■ **Brief**
Reproduce every line of the material below without changing anything.

Pointing and labeling material:

################

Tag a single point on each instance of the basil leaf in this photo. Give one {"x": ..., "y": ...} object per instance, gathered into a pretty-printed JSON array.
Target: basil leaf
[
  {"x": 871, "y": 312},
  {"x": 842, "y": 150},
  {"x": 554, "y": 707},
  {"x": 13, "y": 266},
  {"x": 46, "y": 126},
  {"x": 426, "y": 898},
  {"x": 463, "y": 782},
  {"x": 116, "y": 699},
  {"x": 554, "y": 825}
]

################

■ **Task output**
Tag a single point on each instance of the basil leaf in this photo. Give one {"x": ..., "y": ...} object per instance, gathered into a pretty-printed JSON array.
Target: basil leaf
[
  {"x": 871, "y": 312},
  {"x": 842, "y": 150},
  {"x": 554, "y": 707},
  {"x": 13, "y": 266},
  {"x": 46, "y": 126},
  {"x": 426, "y": 898},
  {"x": 463, "y": 782},
  {"x": 116, "y": 699},
  {"x": 554, "y": 825}
]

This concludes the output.